>> start Dataset entries
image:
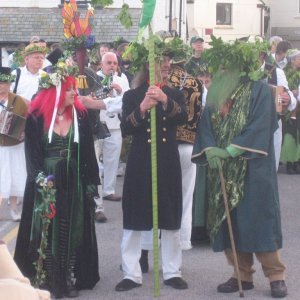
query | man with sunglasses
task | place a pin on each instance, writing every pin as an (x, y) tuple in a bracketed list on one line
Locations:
[(109, 103)]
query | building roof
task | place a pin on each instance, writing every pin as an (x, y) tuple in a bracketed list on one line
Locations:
[(20, 24)]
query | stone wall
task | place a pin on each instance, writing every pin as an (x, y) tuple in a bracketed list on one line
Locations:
[(19, 24)]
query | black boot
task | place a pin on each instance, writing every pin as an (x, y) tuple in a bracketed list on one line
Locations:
[(144, 261), (290, 169)]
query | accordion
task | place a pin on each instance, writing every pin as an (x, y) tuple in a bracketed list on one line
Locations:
[(12, 125)]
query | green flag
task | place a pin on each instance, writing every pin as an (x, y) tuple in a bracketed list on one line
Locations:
[(147, 12)]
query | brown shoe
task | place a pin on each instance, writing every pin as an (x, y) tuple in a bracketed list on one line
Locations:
[(278, 289), (100, 217), (231, 286), (112, 197)]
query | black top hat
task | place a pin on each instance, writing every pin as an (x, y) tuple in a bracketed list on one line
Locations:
[(5, 75), (196, 38), (55, 55)]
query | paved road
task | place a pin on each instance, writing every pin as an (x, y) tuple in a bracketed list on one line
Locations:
[(202, 268)]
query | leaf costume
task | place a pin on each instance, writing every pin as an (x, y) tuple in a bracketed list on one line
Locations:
[(251, 181)]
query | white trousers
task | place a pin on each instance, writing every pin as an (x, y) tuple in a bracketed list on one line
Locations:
[(111, 156), (277, 143), (188, 170), (171, 254)]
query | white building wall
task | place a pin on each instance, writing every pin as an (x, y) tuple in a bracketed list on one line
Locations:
[(29, 3), (246, 19), (55, 3), (286, 15)]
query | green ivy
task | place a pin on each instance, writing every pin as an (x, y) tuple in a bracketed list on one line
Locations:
[(245, 56), (125, 17)]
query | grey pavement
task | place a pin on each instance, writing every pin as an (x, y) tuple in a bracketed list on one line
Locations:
[(201, 268)]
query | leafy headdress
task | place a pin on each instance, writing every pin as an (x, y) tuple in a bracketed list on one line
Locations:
[(59, 72), (231, 63)]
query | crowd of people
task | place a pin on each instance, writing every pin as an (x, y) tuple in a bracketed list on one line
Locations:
[(236, 117)]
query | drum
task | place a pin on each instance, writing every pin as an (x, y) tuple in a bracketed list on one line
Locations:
[(192, 90), (12, 125), (277, 91)]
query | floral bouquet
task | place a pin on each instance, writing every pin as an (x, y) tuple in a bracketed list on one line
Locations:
[(47, 212), (64, 68)]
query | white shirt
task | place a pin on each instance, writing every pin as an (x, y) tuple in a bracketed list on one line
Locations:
[(114, 103), (282, 81), (28, 83)]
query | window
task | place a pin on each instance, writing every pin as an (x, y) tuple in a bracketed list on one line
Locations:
[(224, 11)]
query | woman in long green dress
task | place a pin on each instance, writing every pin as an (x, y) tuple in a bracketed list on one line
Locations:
[(59, 142)]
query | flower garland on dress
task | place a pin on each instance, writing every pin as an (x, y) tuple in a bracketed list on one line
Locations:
[(47, 212)]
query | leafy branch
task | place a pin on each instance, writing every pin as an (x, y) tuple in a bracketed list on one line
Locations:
[(102, 3)]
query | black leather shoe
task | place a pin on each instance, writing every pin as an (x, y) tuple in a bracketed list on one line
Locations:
[(278, 289), (100, 217), (176, 283), (126, 285), (291, 168), (231, 286), (71, 292)]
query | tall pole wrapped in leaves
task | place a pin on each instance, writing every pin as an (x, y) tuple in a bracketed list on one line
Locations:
[(146, 17)]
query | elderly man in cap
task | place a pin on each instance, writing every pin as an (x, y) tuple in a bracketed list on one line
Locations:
[(12, 157), (27, 77), (194, 64)]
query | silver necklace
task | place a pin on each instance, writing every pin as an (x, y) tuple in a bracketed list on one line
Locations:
[(61, 115)]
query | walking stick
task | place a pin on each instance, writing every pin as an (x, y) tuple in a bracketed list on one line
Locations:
[(154, 171), (146, 17), (235, 260)]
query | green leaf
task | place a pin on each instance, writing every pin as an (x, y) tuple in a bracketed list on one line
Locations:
[(102, 3), (125, 17)]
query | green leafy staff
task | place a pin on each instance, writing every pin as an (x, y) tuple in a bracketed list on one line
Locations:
[(146, 17)]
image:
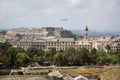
>> end Dataset entries
What is needed: Quote the data above line for line, omitting the images from your answer.

Answer to the problem:
image:
query | man with sunglasses
task | place a pin on each instance, writing every pin as an (x, y) tuple in a bracketed list on one line
Locations:
[(109, 103)]
query | building roof
task | place a pin on each instance, writing every pin as an (x, y) tuple in a bracketed list on one line
Locations:
[(20, 24)]
query | stone wall
task | place a pin on each instance, writing every pin as an (x, y) tuple in a bracketed list on one line
Locations:
[(19, 24)]
query | black boot
task | place a pin on each instance, writing every pin as an (x, y) tuple in a bracketed list on one line
Locations:
[(144, 261), (290, 169)]
query | accordion
task | place a pin on each instance, writing every pin as an (x, y) tuple in a bracketed list on one line
Locations:
[(12, 125)]
query | green flag
task | place a pin on each instance, writing every pin as an (x, y) tuple in a bracketed list on one line
Locations:
[(147, 12)]
query | brown shoe
task | place a pin on each instance, writing every pin as an (x, y) tuple in a bracketed list on one line
Locations:
[(278, 289), (100, 217), (231, 286), (112, 197)]
query | black top hat
task | place a pin on each instance, writing every pin as an (x, y) tuple in a bracketed list on one line
Locations:
[(5, 75), (196, 38), (55, 55)]
query | paved road
task | place a pin on each instance, writing every pin as an (x, y) tuple in a bracketed list on one line
Locations:
[(202, 268)]
query | leaf costume
task | place a pin on each instance, writing every pin as an (x, y) tuple in a bracketed list on one line
Locations:
[(251, 181)]
query | white trousers
task | place a pin on each instance, writing every pin as an (x, y) tuple in a bracketed list on one line
Locations:
[(111, 156), (277, 143), (188, 170), (171, 254)]
query | white building wall
task | place a pin on each instance, writing every pin as an (x, y) tuple in a bracketed list on one line
Locations:
[(29, 3), (246, 19), (55, 3), (286, 15)]
query | green ivy
task | place a pin on each instance, writing every pin as an (x, y) tuple in a bracketed list on one line
Locations:
[(245, 56), (125, 17)]
query | grey pavement
task | place a pin on each instance, writing every pin as an (x, y) tuple in a bracketed list on one line
Locations:
[(201, 268)]
query | leafy headdress
task | place a pin on each instance, writing every pin as an (x, y) tuple in a bracketed list on one line
Locations:
[(59, 72), (231, 63)]
query | crowd of people
task | place a pin on each instance, writing every pin as an (x, y) tuple in a bracketed list on one line
Locations:
[(236, 117)]
query | drum
task | place a pin on each instance, writing every pin as an (x, y) tuple in a bracketed list on one line
Locations:
[(192, 90), (12, 125), (277, 91)]
query | floral bouquet
task | place a pin on each instance, writing every pin as an (x, y) tuple in a bracketed list on one line
Locations:
[(47, 212), (64, 68)]
query | white shirt
task | place a pin on each instance, writing every pin as an (x, y) tuple in a bracketed list on one line
Locations:
[(114, 103), (282, 81), (28, 83)]
query | window
task | place a pin on each instance, writing every pin as an (x, y) tuple in a bracketed list on one line
Locations:
[(224, 11)]
query | woman in long green dress
task | place a pin on each instance, writing every pin as an (x, y) tuple in a bracketed list on one line
Locations:
[(59, 142)]
query | flower garland on dress
task | place a pin on each instance, writing every pin as an (x, y) tuple in a bracketed list on one line
Locations:
[(47, 212)]
query | leafy branch
task | place a pin on each instance, writing every pin as an (x, y) tuple in a bracketed list on one line
Locations:
[(102, 3)]
query | black leather shoe
task | place a pin on each instance, writing every pin as an (x, y) tuple in a bracketed list on one line
Locations:
[(278, 289), (100, 217), (176, 283), (126, 285), (291, 168), (231, 286), (71, 292)]
query | tall pole wrapped in leaves
task | place a pin on each instance, writing every pin as an (x, y) tuple in a bracketed list on one line
Locations:
[(146, 17)]
query | elderly man in cap
task | place a pin on each instance, writing every pin as an (x, y) tuple in a bracketed list on one line
Locations:
[(12, 157), (27, 77), (194, 64)]
query | silver necklace
task | place a pin on each instance, writing every pin as an (x, y) tuple in a bracketed list on one line
Locations:
[(61, 115)]
query | walking stick
task | place a pin on each instance, writing every pin as an (x, y) tuple in a bracketed list on one line
Locations:
[(154, 171), (146, 17), (235, 260)]
query | green leaf
task | place a pin on each instance, writing every pin as an (x, y) tuple in a bracketed list on one line
Locations:
[(102, 3), (125, 17)]
query | green leafy staff
task | place a pin on each instance, writing every pin as an (x, y) tuple in a bracketed list on one line
Locations:
[(146, 17)]
image:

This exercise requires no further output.